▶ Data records
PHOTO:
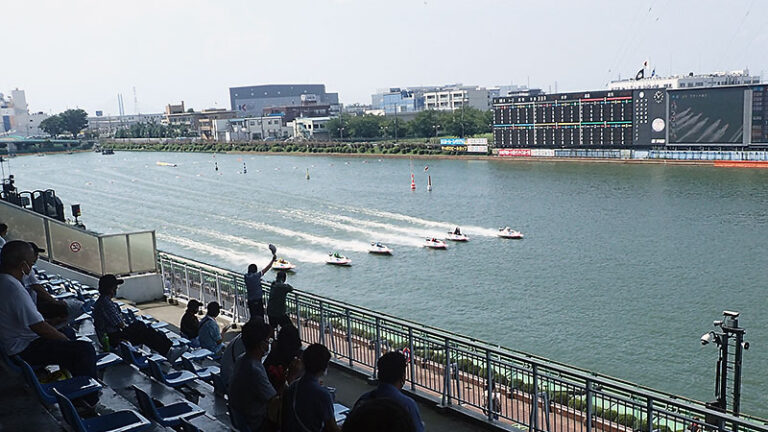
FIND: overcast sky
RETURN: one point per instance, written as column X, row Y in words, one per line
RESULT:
column 71, row 53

▶ PROBLEM STATEMENT
Exactly the lines from the one containing "RETURN: one point" through the final line of the records above are needed, copied word for word.

▶ SOLVED EXERCISE
RETURN: one point per instance, written as column X, row Y in words, one per line
RESULT:
column 71, row 53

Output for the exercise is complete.